### Text passage
»»

Rohani, who lost a son to Indonesia's genocide, is among those who tell their stories in 'The Look of Silence'
Rohani, who lost a son to Indonesia's genocide, is among those who tell their stories in 'The Look of Silence'

In powerful cinema there is a thin line between affecting and infecting. The Look of Silence is a dangerous film to watch. It could crawl under your skin. It could crawl into your soul, you almost feel, and lay eggs. Joshua Oppenheimer’s shocking new documentary about Indonesian genocide — the last was the praised and prizewinning The Act of Killing — reintroduces us to a group of southeast Asians who make us despair of reason, mercy and humanity. The surviving slayers and torturers of the country’s junta-led 1960s anticommunist purges.

“If we didn’t drink human blood we’d go crazy,” recalls one old spokesman for slaughter. Another: “We’d dig a hole and bury them alive.” A third: “We deserve a trip to America. We did this because America taught us to hate communists.” Oppenheimer’s camera crew keeps going back to Snake River, escorted by the willing dogs — human dogs — who want not just to revisit their vomit but to show it off. Here (they boast) victims were sliced or diced, sometimes disembowelled, sometimes castrated, before being chucked in the water. Comments an elderly fish vendor in a following scene: “After it was all over, no one would buy fish.”

««

### Material shown
»»

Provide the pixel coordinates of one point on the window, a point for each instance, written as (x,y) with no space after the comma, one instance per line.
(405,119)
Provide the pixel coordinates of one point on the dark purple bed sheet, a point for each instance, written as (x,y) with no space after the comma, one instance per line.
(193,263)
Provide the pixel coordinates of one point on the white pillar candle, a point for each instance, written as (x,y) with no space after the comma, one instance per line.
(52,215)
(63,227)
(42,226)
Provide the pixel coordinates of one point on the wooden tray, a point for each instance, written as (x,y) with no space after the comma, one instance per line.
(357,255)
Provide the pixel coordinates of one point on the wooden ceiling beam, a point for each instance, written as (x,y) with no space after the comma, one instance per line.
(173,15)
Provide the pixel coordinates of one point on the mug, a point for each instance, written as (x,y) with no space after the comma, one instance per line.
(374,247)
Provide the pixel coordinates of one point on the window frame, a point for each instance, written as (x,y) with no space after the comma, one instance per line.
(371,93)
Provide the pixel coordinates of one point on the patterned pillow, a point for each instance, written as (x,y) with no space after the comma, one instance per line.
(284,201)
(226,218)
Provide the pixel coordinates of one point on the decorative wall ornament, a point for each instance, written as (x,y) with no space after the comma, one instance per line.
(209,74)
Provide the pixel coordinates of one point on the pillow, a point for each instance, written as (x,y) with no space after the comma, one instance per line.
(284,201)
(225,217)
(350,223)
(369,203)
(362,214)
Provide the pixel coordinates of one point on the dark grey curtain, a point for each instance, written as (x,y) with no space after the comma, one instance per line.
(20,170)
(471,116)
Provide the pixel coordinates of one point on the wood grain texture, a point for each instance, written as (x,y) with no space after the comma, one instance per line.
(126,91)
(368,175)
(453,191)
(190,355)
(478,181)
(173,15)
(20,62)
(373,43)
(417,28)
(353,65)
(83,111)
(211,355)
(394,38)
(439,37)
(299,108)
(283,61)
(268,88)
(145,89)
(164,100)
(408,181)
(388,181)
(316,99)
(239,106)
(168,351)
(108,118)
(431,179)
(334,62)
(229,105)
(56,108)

««

### What you are asked to do
Write the next part of the review of the documentary The Look of Silence, picking up after its last sentence. The entries have nothing to do with what is asked here.

### Task result
The Look of Silence may be even better — for the squeamish even worse — than The Act of Killing. The director’s method this time is inspired. He uses a single, simple stalking horse: a young-looking itinerant ophthalmologist, brother of one of the genocide victims, who visits people’s houses to help them see better. (That irony, intended or not, is quietly lethal.) He coaxes on-camera confessions, often couched as boasts, from men whose evil you can almost smell. Even the ophthalmologist’s uncle is visited and confronted: “You were part of the killings.” The uncle, at sea in a swell of perceived betrayal, gathers such tattered indignation as he can and orders the nephew from the house.

“It’s covered up, why open it again?” is one ex-murderer’s querulous query. Unstated answer: you have to reopen wounds that are still infected. The film is so cumulatively coruscating, so unblinking that you almost hope, at times, it is all made up; that Oppenheimer and Co really are, as some of the accused counter-accuse, dirt-seeking scoundrels staging scenes of gratuitous defamation. Then you note the cornered looks and know better. This generation did step into blood. They did find it purging, cleansing, invigorating. They even found it pleasant to taste (“both salty and sweet”).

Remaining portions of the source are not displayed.